Trecho do texto:
Um lobista de luxo: Dick Cheney e sua guerra por petróleo
Ex-vice-presidente dos EUA foi o mentor da política de 'guerra ao terror', que resultou na invasão ao Iraque em 2003
“Não me arrependo de nada”. Era assim que Dick Cheney respondia às perguntas sobre as decisões que tomou na Guerra do Iraque. O líder republicano faleceu nessa terça-feira, dia 4 de novembro de 2025, em decorrência de problemas cardíacos e pulmonares. Tinha 84 anos.
Expoente dos neoconservadores, Dick Cheney iniciou sua carreira parlamentar nos anos 70, combatendo os programas sociais e apoiando o regime do apartheid. Como secretário de Defesa de George Bush, o pai, ele ordenou os bombardeios ao Panamá e as ofensivas da Guerra do Golfo.
Cheney também foi vice-presidente no governo de George Bush, o filho, destacando-se como principal articulador da Guerra ao Terror. Foi Cheney quem pavimentou o caminho para a invasão ao Iraque, difundindo a mentira sobre as “armas de destruição em massa”.
A guerra deixou milhões de mortos e um rastro interminável de violações de direitos humanos, mas também gerou bilhões de dólares em lucro para as petrolíferas norte-americanas — em especial a Halliburton, onde Dick Cheney atuou como CEO.
Juventude e formação
Richard Bruce Cheney nasceu em 1941 em Lincoln, Nebraska, em uma família de classe média alta. Era filho de Richard Herbert Cheney, um funcionário público do Departamento de Agricultura, e de Marjorie Lorraine, uma celebridade do softbol dos anos 30.
Após concluir o ensino secundário, Cheney ingressou na Universidade de Yale, mas logo abandonou a instituição, alegando dificuldades para se adaptar ao ambiente acadêmico. Matriculou-se então na Universidade de Wyoming, onde obteve seu bacharelado e mestrado em Ciência Política.
Dick Cheney apoiou com fervor a participação dos Estados Unidos na Guerra do Vietnã. Durante a graduação, ele se perfilou aos grupos conservadores que atacavam as mobilizações pacifistas e exigiam o envio de mais tropas.
Ao mesmo tempo em que apoiava a guerra, Cheney fez tudo que podia para não servir no conflito. Ele obteve cinco adiamentos consecutivos para o recrutamento militar, alegando uma série de problemas e a necessidade de concluir os estudos.

Tarefa 1: De acordo com o texto sobre Dick Cheney, em que cidade ele nasceu?
Tarefa 2: Imprima o trecho do texto sobre Dick Cheney que vai de "Após concluir o" até "concluir os estudos.", incluindo ambos.

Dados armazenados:
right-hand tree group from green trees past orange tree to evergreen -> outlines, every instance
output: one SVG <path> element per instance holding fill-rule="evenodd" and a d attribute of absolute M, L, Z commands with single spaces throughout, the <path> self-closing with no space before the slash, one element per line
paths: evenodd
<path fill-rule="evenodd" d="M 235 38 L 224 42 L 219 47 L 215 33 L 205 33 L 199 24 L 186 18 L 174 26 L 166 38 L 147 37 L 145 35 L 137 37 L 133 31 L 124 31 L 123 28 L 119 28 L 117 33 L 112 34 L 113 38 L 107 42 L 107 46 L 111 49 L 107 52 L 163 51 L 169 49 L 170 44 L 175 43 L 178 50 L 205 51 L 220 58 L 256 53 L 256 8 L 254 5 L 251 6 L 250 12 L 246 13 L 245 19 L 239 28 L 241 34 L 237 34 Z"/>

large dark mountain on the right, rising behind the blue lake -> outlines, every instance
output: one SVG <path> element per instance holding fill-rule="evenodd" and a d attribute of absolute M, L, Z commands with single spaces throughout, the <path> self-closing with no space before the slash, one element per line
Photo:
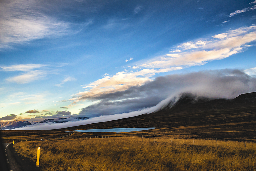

Resultado 1: Em Lincoln, Nebraska.

Resultado 2:
Após concluir o ensino secundário, Cheney ingressou na Universidade de Yale, mas logo abandonou a instituição, alegando dificuldades para se adaptar ao ambiente acadêmico. Matriculou-se então na Universidade de Wyoming, onde obteve seu bacharelado e mestrado em Ciência Política.
Dick Cheney apoiou com fervor a participação dos Estados Unidos na Guerra do Vietnã. Durante a graduação, ele se perfilou aos grupos conservadores que atacavam as mobilizações pacifistas e exigiam o envio de mais tropas.
Ao mesmo tempo em que apoiava a guerra, Cheney fez tudo que podia para não servir no conflito. Ele obteve cinco adiamentos consecutivos para o recrutamento militar, alegando uma série de problemas e a necessidade de concluir os estudos.